Print exactly the lines from the one containing "Task: set one pin on each instance of the ivy" through the last line of the listing, both included.

**Input records:**
——————
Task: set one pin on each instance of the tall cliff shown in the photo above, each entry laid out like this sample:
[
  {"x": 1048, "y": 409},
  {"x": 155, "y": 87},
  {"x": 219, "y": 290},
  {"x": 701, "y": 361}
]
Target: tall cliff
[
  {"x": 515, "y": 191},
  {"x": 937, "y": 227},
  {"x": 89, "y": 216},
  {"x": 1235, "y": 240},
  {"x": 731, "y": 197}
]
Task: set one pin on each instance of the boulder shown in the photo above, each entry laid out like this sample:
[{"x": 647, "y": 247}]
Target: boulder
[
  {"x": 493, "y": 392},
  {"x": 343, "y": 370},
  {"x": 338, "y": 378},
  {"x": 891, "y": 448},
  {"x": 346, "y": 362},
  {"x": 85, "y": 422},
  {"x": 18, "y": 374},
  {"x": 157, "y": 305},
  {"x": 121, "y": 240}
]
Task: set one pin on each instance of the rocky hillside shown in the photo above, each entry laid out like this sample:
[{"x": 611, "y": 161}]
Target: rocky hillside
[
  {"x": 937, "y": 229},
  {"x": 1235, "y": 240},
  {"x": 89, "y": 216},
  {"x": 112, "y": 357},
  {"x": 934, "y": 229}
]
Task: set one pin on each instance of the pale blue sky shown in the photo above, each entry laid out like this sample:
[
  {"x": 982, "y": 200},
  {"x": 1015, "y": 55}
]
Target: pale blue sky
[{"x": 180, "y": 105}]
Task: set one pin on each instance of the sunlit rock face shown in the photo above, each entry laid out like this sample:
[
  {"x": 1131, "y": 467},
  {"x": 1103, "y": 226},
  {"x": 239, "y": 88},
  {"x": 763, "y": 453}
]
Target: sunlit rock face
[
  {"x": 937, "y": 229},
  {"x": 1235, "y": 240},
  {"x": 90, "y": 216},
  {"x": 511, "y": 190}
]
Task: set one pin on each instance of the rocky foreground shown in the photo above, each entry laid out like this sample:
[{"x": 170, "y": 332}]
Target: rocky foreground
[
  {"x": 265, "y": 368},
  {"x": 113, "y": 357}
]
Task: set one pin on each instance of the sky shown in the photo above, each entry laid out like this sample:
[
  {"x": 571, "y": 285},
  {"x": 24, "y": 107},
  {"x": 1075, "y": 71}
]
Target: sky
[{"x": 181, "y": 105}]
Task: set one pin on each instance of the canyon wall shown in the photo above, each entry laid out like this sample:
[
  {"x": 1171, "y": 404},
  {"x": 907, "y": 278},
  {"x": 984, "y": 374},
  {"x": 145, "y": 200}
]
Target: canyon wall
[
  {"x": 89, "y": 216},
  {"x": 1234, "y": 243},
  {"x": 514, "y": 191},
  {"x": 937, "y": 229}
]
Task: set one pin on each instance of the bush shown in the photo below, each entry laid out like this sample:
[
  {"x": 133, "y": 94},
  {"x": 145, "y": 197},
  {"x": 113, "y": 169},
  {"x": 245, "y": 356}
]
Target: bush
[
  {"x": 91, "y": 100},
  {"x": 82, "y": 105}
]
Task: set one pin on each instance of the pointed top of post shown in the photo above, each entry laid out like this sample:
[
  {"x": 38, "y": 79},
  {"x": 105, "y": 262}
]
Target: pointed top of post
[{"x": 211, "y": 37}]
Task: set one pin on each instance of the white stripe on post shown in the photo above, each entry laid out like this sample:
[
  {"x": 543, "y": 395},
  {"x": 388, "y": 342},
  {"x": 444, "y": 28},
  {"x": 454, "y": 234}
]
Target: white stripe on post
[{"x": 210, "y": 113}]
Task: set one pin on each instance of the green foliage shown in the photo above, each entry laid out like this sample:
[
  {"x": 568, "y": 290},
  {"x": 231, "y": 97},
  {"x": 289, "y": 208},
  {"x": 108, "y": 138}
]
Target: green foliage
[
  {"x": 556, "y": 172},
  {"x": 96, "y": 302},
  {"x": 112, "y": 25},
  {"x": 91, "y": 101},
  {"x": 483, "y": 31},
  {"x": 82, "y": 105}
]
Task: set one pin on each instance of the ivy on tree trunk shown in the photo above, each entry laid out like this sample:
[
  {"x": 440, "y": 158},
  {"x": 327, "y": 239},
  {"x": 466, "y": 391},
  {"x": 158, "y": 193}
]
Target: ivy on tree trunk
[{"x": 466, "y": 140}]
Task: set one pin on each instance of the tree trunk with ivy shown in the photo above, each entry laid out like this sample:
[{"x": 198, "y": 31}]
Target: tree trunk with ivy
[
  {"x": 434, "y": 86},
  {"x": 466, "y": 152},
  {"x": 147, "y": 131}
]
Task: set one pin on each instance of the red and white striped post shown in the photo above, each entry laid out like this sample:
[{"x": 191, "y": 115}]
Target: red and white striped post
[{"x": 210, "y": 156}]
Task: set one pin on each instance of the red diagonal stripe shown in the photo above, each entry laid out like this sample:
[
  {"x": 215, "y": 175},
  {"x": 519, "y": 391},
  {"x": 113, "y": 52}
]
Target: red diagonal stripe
——————
**Solution:**
Task: set one pin on each instance of the ivy on tree trunk shown in the photo above, each entry laid out like this sample:
[
  {"x": 440, "y": 158},
  {"x": 327, "y": 239},
  {"x": 466, "y": 391},
  {"x": 158, "y": 193}
]
Target: ivy on tree trunk
[{"x": 466, "y": 140}]
Task: set one pin on each instance of the tree trunk with ivy shown in the photo above, each entry laid out like this sample:
[{"x": 198, "y": 31}]
Target: tree trunk with ivy
[
  {"x": 434, "y": 86},
  {"x": 466, "y": 152},
  {"x": 147, "y": 131}
]
Task: set one pin on each instance of the red and white striped post shown in the photo above, each entry laid out like this sample:
[{"x": 191, "y": 115}]
Target: red and white striped post
[{"x": 210, "y": 156}]
Task: set one pin on each instance of the red diagonal stripe shown in the photo above, each entry laid out like this sample:
[
  {"x": 215, "y": 175},
  {"x": 519, "y": 391},
  {"x": 113, "y": 52}
]
Target: red diagonal stripe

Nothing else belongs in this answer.